▶ [Assignment]: With the line containing "Phrase: blue denim jeans" as the starting point, output the remaining lines of the data exactly as they are, through the last.

▶ [Exercise inputs]:
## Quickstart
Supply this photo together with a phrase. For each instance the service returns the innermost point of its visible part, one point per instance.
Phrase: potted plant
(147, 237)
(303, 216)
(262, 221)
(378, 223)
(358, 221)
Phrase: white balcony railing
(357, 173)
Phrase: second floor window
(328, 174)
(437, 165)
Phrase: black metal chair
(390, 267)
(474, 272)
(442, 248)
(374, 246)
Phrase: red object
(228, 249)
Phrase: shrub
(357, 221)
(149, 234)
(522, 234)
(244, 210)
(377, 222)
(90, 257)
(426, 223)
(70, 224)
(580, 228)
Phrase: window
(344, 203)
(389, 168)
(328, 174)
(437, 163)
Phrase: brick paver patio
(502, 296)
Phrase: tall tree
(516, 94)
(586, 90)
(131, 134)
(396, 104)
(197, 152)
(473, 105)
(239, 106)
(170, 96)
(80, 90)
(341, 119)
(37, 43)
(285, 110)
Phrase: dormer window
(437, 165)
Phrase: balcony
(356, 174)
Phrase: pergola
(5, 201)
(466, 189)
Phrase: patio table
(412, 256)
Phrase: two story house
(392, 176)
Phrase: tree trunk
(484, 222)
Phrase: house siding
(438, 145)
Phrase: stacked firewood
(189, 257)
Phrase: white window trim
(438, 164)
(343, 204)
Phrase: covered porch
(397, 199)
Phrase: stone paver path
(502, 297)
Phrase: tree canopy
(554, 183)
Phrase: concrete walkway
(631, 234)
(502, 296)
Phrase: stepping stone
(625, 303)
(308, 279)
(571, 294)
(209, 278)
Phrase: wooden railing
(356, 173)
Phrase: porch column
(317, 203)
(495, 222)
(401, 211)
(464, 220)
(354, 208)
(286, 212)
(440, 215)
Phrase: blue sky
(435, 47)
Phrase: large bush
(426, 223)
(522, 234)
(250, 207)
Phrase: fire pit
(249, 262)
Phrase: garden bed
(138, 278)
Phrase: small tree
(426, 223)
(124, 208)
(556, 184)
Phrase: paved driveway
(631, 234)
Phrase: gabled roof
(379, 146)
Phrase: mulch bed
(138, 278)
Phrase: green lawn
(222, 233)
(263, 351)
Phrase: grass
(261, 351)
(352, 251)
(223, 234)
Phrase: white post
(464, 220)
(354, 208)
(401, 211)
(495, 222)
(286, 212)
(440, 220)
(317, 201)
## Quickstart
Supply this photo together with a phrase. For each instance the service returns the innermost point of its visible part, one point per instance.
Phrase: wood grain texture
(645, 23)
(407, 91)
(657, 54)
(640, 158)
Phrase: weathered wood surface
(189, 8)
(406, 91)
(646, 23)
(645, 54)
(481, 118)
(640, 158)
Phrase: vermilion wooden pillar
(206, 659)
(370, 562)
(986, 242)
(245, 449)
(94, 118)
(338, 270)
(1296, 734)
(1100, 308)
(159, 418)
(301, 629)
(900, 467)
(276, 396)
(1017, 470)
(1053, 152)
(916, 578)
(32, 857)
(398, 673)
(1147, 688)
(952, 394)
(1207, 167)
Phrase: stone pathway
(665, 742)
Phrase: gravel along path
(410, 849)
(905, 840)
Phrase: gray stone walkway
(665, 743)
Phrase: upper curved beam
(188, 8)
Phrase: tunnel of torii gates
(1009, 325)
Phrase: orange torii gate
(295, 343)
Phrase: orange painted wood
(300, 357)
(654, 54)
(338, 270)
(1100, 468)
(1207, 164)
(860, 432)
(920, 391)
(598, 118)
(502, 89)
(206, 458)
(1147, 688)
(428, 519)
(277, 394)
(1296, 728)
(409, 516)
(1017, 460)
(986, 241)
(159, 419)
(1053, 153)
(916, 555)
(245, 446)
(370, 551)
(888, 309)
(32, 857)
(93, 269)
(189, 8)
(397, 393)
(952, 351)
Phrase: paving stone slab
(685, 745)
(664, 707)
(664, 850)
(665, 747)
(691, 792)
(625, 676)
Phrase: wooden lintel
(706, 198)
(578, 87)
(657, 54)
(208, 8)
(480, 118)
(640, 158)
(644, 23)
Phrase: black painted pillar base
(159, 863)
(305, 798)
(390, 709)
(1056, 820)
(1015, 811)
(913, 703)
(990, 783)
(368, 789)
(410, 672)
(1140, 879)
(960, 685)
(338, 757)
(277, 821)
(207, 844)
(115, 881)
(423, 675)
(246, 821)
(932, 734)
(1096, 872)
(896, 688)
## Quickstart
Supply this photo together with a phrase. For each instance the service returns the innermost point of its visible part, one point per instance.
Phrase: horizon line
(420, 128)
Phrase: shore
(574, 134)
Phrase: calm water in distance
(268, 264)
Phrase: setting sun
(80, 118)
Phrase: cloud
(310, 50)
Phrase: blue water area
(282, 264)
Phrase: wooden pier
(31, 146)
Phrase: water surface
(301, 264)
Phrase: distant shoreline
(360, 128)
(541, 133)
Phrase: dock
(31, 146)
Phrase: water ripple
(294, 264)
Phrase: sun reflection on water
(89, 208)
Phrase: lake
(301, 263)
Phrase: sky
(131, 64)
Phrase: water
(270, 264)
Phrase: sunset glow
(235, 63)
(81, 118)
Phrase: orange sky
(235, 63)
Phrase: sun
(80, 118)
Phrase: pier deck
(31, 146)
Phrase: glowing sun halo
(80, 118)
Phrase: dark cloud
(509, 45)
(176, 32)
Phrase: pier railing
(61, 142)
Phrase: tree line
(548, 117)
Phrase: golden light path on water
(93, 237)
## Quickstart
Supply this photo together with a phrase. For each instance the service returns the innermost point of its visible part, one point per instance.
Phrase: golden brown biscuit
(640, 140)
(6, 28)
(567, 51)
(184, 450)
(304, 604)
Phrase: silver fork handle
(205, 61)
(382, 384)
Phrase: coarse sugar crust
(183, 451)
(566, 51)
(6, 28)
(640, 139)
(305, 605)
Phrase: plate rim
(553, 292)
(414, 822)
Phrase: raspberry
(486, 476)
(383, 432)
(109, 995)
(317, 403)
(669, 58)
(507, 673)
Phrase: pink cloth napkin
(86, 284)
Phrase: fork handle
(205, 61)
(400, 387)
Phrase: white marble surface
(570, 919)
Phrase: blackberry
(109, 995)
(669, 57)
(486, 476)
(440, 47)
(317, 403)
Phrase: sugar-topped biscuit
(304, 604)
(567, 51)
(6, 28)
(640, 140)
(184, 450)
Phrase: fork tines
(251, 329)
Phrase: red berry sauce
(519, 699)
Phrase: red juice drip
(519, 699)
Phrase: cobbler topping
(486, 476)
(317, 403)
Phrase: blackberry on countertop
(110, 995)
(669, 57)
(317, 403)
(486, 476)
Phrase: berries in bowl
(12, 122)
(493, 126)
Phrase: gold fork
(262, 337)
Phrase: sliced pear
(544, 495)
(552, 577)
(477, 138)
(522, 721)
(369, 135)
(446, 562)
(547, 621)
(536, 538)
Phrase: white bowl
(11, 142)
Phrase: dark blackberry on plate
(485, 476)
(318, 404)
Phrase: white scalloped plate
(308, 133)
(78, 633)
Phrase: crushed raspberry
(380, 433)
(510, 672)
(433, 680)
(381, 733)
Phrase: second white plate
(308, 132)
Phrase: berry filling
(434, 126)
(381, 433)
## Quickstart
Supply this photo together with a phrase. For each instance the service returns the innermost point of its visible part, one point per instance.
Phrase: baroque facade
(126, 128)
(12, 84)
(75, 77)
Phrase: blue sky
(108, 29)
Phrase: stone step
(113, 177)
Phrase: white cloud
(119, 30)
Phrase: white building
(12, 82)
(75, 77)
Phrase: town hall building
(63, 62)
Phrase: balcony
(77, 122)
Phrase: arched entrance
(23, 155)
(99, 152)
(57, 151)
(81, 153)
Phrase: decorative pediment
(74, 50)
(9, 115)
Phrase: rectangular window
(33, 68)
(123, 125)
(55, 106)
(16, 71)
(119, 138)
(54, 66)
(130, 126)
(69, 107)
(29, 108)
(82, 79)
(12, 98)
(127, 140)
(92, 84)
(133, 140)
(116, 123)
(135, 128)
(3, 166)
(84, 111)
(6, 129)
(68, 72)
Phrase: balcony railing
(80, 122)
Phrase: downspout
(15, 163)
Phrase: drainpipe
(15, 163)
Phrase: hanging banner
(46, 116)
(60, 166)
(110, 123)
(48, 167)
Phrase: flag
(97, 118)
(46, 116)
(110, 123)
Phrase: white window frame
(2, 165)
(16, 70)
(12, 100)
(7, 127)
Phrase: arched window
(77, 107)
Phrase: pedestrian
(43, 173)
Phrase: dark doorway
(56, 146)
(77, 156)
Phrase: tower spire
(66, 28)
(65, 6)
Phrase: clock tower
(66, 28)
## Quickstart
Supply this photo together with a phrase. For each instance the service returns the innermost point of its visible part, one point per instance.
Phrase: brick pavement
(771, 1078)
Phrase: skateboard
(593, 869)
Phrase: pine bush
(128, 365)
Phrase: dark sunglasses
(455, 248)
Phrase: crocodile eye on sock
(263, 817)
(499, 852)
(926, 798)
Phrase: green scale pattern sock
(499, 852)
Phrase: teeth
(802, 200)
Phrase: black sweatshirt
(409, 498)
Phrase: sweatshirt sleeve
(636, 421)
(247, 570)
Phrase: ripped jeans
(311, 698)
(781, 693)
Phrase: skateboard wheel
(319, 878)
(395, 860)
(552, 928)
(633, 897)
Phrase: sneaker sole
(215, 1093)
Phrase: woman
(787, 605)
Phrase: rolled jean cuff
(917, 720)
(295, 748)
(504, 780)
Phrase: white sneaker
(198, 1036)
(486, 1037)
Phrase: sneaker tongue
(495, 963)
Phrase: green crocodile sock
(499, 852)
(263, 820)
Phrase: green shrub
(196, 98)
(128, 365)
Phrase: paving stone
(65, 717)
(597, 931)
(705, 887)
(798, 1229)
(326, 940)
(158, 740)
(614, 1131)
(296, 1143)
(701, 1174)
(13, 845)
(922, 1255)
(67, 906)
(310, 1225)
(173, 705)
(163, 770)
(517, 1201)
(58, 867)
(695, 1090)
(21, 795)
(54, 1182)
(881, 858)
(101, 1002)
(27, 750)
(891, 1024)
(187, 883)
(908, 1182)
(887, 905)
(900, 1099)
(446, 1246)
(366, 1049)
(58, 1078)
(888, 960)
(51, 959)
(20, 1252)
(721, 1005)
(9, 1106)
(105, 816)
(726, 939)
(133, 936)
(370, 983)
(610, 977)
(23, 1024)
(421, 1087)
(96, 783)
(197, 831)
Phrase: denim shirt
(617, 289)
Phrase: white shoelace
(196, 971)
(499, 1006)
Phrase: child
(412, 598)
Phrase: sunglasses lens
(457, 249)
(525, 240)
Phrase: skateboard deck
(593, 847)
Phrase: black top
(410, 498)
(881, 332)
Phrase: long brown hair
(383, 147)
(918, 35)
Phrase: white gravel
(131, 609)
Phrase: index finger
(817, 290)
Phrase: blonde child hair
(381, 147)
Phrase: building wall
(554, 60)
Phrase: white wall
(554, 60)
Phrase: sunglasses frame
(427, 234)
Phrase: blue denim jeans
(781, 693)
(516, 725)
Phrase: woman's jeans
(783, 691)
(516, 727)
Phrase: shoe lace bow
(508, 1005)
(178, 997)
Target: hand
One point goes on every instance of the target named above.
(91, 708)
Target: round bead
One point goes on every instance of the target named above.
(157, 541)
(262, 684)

▶ [Task result]:
Phrase: blue denim jeans
(781, 693)
(516, 725)
Phrase: woman's jeans
(783, 691)
(516, 727)
Phrase: shoe lace bow
(508, 1005)
(178, 997)
Target: hand
One point goes on every instance of the target named above.
(91, 708)
Target: round bead
One point goes on every instance of the target named above.
(157, 541)
(262, 684)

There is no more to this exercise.